Bottom line is you have more than enough truck to be safe. I'd rather see you go without wdh then the guy with a Commander or Trailblazer and wdh who wants to tow a 30 footer just cuz the manual says 7000lbs.


----------



## Captain Jack's Crew (Jul 12, 2008)

Whew, thanks guys!!! Sorry it took so long to respond, I had an "issue" to deal with. So here's the break down, most all of you agree to use them and a few shared the hitch specs. I checked out my hitch and this is what I found: Without a 2.5in adapter and with WD weights are 16000 trl wt and 1600 tongue. W/O 2.5 adapter & W/O WD 8000/800. With a 2.5 adapter with WD 12500/1250. With 2.5 and W/O WD 6000/600. I know that's a lot to digest, but my setup is with a 2.5in adapter (2.5 in shanks are hard to find, I've been looking!) So I'm dead even dry. So although it "feels" great I will side with caution and use the WD. I would think that the difference between the W/2.5 adapter and W/O would be more relevant the the shanks strength Vs the trucks ability, so that adds another plus to using the WD until I can find a 2.5 shank.

Thanks to all!


----------



## Captain Jack's Crew (Jul 12, 2008)

rsm7 said:


> I checked the manual for my 2010 and it doesnt look like you will be within those limits. Close, possibly. For a DRW and a 2 inch draw bar with adapter you would have to be 6000lbs and 600lbs tongue weight to legally not use your bars. If you should happen to have a 2.5 inch draw bar then you can go 8000lbs and 800 lbs tongue weight. I guess you'd have to weigh your trailer to know for sure. Your trailer sounds like its a little past "borderline". Maybe they bumped up the numbers in 2011? On a 5000 mile trip through unknown scenarios and weather....your call....but I'd use it. If for no other reason then to stay legal. Setting it up for your suspension may be a challenge. There are a few threads and opinions on setting it up for a 1 ton. You probably dont need much weight transfer but depending on the type hitch you have that will affect how much actual sway control you end up getting. You may want to review this thread if you havent already seen it.

→ **Problems**:
1. From the towing thread, copy out the passage starting with "Whew, thanks guys!!!" and going on through "Thanks to all!".
2. Write a continuation of the forum thread about weight-distribution hitches, picking up right after its last sentence.

→ **Given material**:
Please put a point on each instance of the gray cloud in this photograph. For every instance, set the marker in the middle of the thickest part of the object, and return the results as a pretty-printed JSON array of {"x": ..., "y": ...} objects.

→ **Answers for this exercise**:
1.
Whew, thanks guys!!! Sorry it took so long to respond, I had an "issue" to deal with. So here's the break down, most all of you agree to use them and a few shared the hitch specs. I checked out my hitch and this is what I found: Without a 2.5in adapter and with WD weights are 16000 trl wt and 1600 tongue. W/O 2.5 adapter & W/O WD 8000/800. With a 2.5 adapter with WD 12500/1250. With 2.5 and W/O WD 6000/600. I know that's a lot to digest, but my setup is with a 2.5in adapter (2.5 in shanks are hard to find, I've been looking!) So I'm dead even dry. So although it "feels" great I will side with caution and use the WD. I would think that the difference between the W/2.5 adapter and W/O would be more relevant the the shanks strength Vs the trucks ability, so that adds another plus to using the WD until I can find a 2.5 shank.

Thanks to all!

2.
> 
> http://www.outbackers.com/forums/index.php?showtopic=33042
> 
> Bottom line is you have more than enough truck to be safe. I'd rather see you go without wdh then the guy with a Commander or Trailblazer and wdh who wants to tow a 30 footer just cuz the manual says 7000lbs.


Spot on!!! I was in the UP of Michigan a few years back and a guy from Canada pulled in towing a 30 footer with a Subaru Outback!!! The whole campground stopped and stared!! No clue how he even got it hooked up! My 07 Tundra 5.7 CrewMax with E rated tires would PULL the snot out of this camper, but where it lacked was stability, I know others would disagree, but I've been there done that and it was rated was 10400#.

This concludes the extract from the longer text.